What to work on
Extract the full listing below without altering a single character.

═════ Entries supplied

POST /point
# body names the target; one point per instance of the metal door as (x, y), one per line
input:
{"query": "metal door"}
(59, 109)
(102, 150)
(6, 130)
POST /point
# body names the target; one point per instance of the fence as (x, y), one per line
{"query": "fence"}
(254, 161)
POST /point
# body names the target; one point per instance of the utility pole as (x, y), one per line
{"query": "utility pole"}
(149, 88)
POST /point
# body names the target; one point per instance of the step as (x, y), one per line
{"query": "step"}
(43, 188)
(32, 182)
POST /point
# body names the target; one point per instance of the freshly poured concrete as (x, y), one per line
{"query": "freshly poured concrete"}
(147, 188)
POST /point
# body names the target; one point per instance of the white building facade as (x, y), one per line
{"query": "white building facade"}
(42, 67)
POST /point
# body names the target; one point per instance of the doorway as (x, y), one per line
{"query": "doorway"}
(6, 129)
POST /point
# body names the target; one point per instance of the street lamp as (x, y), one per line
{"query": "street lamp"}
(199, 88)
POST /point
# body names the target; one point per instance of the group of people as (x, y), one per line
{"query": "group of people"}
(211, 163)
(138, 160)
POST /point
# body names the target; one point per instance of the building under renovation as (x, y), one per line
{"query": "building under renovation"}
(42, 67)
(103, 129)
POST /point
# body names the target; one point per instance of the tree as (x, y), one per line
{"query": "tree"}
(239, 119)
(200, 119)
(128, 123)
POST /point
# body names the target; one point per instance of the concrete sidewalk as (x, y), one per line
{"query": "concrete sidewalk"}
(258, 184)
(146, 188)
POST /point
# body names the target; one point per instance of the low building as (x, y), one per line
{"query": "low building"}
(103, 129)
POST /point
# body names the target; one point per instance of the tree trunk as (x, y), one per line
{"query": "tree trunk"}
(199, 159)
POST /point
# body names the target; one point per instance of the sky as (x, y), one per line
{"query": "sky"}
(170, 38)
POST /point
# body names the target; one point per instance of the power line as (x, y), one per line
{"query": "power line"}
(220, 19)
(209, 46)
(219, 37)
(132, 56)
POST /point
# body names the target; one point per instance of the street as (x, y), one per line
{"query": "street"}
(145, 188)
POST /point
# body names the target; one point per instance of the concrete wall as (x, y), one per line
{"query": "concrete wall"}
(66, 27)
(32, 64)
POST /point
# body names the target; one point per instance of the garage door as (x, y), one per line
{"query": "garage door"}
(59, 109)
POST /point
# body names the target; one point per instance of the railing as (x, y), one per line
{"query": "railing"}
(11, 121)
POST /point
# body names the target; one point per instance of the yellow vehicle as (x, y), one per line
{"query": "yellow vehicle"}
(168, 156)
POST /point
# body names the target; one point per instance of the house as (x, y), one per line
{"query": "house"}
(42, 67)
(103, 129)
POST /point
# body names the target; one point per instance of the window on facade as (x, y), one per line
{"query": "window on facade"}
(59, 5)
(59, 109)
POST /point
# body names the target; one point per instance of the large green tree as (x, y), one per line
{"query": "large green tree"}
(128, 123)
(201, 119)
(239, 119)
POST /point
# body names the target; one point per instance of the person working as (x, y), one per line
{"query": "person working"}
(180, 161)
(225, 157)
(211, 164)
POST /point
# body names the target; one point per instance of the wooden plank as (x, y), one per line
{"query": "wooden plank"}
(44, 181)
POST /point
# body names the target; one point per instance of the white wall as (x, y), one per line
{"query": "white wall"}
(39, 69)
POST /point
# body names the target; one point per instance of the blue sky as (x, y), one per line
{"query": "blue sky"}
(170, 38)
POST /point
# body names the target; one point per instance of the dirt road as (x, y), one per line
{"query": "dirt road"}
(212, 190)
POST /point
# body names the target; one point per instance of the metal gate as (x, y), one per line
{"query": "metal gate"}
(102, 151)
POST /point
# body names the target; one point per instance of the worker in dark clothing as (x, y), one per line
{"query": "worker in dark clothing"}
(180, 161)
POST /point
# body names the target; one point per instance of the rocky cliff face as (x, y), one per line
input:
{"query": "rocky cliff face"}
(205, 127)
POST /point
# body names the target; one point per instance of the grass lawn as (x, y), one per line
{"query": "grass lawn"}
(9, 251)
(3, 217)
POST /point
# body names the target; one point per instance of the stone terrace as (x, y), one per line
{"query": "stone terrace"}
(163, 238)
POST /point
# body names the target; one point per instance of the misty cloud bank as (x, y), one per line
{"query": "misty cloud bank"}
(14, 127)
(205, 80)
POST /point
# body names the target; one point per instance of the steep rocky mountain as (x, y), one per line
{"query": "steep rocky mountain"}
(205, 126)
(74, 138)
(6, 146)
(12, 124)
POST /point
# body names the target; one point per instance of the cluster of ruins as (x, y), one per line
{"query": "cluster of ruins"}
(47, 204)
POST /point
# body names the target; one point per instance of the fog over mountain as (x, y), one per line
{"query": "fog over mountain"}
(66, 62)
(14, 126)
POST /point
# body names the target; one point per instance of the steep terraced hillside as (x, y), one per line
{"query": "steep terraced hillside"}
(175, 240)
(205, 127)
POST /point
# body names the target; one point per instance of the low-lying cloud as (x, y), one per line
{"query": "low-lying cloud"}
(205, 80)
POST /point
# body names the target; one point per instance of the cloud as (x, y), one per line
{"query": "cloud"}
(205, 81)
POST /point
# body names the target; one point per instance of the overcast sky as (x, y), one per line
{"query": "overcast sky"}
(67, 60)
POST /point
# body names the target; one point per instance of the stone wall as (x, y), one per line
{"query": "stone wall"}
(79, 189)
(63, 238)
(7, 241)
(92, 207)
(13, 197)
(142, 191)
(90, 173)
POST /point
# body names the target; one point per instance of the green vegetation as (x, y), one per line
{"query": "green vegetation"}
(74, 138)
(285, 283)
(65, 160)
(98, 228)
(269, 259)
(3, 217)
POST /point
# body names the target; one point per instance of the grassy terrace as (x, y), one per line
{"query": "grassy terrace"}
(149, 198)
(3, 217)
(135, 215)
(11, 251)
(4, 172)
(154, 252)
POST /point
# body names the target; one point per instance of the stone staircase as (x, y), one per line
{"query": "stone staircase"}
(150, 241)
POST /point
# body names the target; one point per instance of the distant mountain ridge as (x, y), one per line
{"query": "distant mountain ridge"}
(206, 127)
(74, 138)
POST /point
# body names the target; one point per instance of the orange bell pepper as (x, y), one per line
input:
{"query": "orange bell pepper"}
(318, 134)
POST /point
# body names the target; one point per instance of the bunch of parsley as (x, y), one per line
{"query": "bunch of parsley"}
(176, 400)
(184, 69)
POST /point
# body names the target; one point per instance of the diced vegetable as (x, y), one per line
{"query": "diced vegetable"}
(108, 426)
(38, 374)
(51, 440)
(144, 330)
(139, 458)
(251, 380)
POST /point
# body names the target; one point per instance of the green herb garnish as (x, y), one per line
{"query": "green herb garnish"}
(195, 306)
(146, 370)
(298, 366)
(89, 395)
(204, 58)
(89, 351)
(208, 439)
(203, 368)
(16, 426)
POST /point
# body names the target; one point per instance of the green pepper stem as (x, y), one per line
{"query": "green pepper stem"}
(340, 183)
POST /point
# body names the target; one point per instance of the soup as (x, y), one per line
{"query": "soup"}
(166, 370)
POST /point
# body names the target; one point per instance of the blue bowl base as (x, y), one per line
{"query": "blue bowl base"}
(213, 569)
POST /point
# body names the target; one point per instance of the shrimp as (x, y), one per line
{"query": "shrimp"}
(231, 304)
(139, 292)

══════════

Complete answer
POST /point
# body names the target; one point per instance of the metal door as (x, y), one per line
input:
{"query": "metal door"}
(59, 109)
(102, 150)
(6, 130)
POST /point
# body names the target; one point per instance of the fence as (x, y), one per line
{"query": "fence"}
(254, 161)
POST /point
# body names the target; one point per instance of the utility pole as (x, y), one per line
{"query": "utility pole"}
(149, 88)
POST /point
# body names the target; one point per instance of the step as (x, y), one per line
{"query": "step"}
(43, 188)
(32, 182)
POST /point
# body names the target; one point per instance of the freshly poured concrete as (x, y), one per line
{"query": "freshly poured concrete"}
(147, 188)
POST /point
# body names the target; one point per instance of the white building facade as (x, y), one per line
{"query": "white building facade"}
(42, 67)
POST /point
# body names the target; one point per instance of the doorway as (x, y), one per line
{"query": "doorway"}
(6, 129)
POST /point
# body names the target; one point per instance of the street lamp as (x, y), one per line
{"query": "street lamp"}
(199, 88)
POST /point
# body names the target; one point per instance of the group of people as (x, y), one per line
{"query": "group of people"}
(211, 163)
(138, 160)
POST /point
# body names the target; one point per instance of the building under renovation as (x, y), one per line
{"query": "building under renovation"}
(42, 67)
(103, 129)
POST /point
# body names the target; one point per instance of the tree as (x, y), one per line
{"query": "tree"}
(239, 119)
(200, 119)
(128, 123)
POST /point
# body names the target; one point per instance of the concrete sidewalk as (x, y), one per line
{"query": "concrete sidewalk"}
(258, 184)
(146, 188)
POST /point
# body names the target; one point per instance of the low building as (x, y), one per line
{"query": "low building"}
(103, 129)
POST /point
# body names the target; one point per instance of the tree trunk as (x, y), one per line
{"query": "tree trunk"}
(199, 159)
POST /point
# body names the target; one point per instance of the sky as (x, y), one per line
{"query": "sky"}
(170, 38)
POST /point
# body names the target; one point per instance of the power line as (x, y), one per line
{"query": "power line"}
(220, 19)
(209, 46)
(219, 37)
(132, 56)
POST /point
# body names the target; one point per instance of the street as (x, y), one per line
{"query": "street"}
(145, 188)
POST /point
# body names the target; one point per instance of the concrete wall as (x, y), one per line
{"query": "concrete wall"}
(66, 27)
(32, 64)
POST /point
# body names the target; one point per instance of the garage door as (x, y), one per line
{"query": "garage door"}
(59, 109)
POST /point
# body names the target; one point per instance of the railing as (x, y), one per line
{"query": "railing"}
(11, 121)
POST /point
# body names the target; one point per instance of the yellow vehicle as (x, y), one per line
{"query": "yellow vehicle"}
(168, 156)
POST /point
# body names the target; one point per instance of the house as (x, y), one per line
{"query": "house"}
(42, 67)
(103, 129)
POST /point
# body names the target; one point per instance of the window on facade as (x, y), one per line
{"query": "window on facade"}
(59, 5)
(59, 109)
POST /point
# body names the target; one point per instance of the large green tree as (x, y), one per line
{"query": "large green tree"}
(128, 123)
(201, 119)
(239, 119)
POST /point
# body names the target; one point per instance of the person working as (x, y), one per line
{"query": "person working"}
(180, 161)
(225, 157)
(211, 164)
POST /point
# body names the target; one point per instance of the wooden plank as (x, y), one per line
{"query": "wooden plank"}
(44, 181)
POST /point
# body names the target; one point per instance of the white wall as (x, y), one per line
{"query": "white wall"}
(39, 69)
POST /point
# body names the target; one point per instance of the blue sky as (x, y), one per line
{"query": "blue sky"}
(170, 38)
POST /point
# body names the target; one point per instance of the dirt road as (x, y), one per line
{"query": "dirt road"}
(212, 190)
POST /point
# body names the target; one point per instance of the metal gate as (x, y), one per line
{"query": "metal gate"}
(102, 151)
POST /point
# body names the target; one point per instance of the worker in dark clothing as (x, y), one per line
{"query": "worker in dark clothing"}
(180, 161)
POST /point
# body names the target; one point per instance of the rocky cliff face as (x, y), one per line
input:
{"query": "rocky cliff face"}
(205, 127)
POST /point
# body names the target; one point per instance of the grass lawn as (x, y), one per line
{"query": "grass lawn"}
(9, 251)
(3, 217)
POST /point
# body names the target; one point per instance of the stone terrace as (x, y), one per line
{"query": "stone terrace"}
(163, 238)
POST /point
# body names the target; one point per instance of the misty cloud bank as (x, y), one per line
{"query": "misty cloud bank"}
(14, 127)
(205, 80)
POST /point
# body names the target; one point per instance of the steep rocky mountain as (x, y), one per line
{"query": "steep rocky mountain"}
(205, 126)
(74, 138)
(6, 146)
(12, 124)
POST /point
# body names the target; one point per instance of the cluster of ruins as (x, y), one per line
{"query": "cluster of ruins"}
(47, 204)
POST /point
# body names the target; one point per instance of the fog over mountain as (x, y), one per line
{"query": "fog over mountain"}
(66, 62)
(14, 126)
POST /point
# body names the target; one point per instance of the steep terraced hillside as (x, y), one per line
{"query": "steep terraced hillside"}
(175, 240)
(205, 127)
POST /point
# body names the target; one point per instance of the low-lying cloud as (x, y), one per line
{"query": "low-lying cloud"}
(205, 80)
POST /point
# body names the target; one point per instance of the cloud as (x, y), one per line
{"query": "cloud"}
(205, 81)
POST /point
# body names the target; one point per instance of the overcast sky as (x, y), one per line
{"query": "overcast sky"}
(67, 60)
POST /point
# body names the target; one point per instance of the stone wall as (x, y), one per line
{"query": "stone wall"}
(79, 189)
(63, 238)
(7, 241)
(92, 207)
(13, 197)
(142, 191)
(90, 173)
POST /point
# body names the target; one point per instance of the green vegetation as (x, y), one per line
{"query": "green vegetation"}
(74, 138)
(285, 283)
(65, 160)
(98, 228)
(269, 259)
(3, 217)
POST /point
# body names the target; one point per instance of the grassy terrace as (x, y), one per line
{"query": "grassy terrace"}
(149, 198)
(3, 217)
(135, 215)
(11, 251)
(4, 172)
(154, 252)
POST /point
# body names the target; one point per instance of the stone staircase as (x, y), one per line
{"query": "stone staircase"}
(150, 241)
POST /point
# body names the target; one point per instance of the distant mountain ridge as (x, y), one per line
{"query": "distant mountain ridge"}
(206, 127)
(74, 138)
POST /point
# body names the target; one point per instance of the orange bell pepper as (x, y), one per line
input:
{"query": "orange bell pepper"}
(318, 134)
POST /point
# body names the target; one point per instance of the bunch of parsley as (x, y), one per line
{"query": "bunch of parsley"}
(176, 400)
(184, 69)
POST /point
# body names the target; one point per instance of the diced vegetable as (x, y), one per line
{"query": "diced vegetable"}
(108, 426)
(38, 374)
(51, 440)
(144, 330)
(139, 458)
(251, 380)
POST /point
# body names the target; one point per instance of the green herb garnish as (x, y), one per line
{"query": "green herb garnish"}
(195, 306)
(146, 370)
(298, 366)
(89, 395)
(204, 58)
(89, 351)
(208, 439)
(203, 368)
(16, 426)
POST /point
# body names the target; one point per instance of the green pepper stem as (x, y), one per line
{"query": "green pepper stem"}
(340, 183)
POST /point
# body names the target; one point per instance of the soup as (x, y), one per line
{"query": "soup"}
(166, 370)
POST /point
# body names the target; one point per instance of the blue bowl base as (x, y), one per line
{"query": "blue bowl base"}
(213, 569)
POST /point
# body names the target; one point per instance of the shrimp as (x, y), one per line
{"query": "shrimp"}
(231, 304)
(139, 292)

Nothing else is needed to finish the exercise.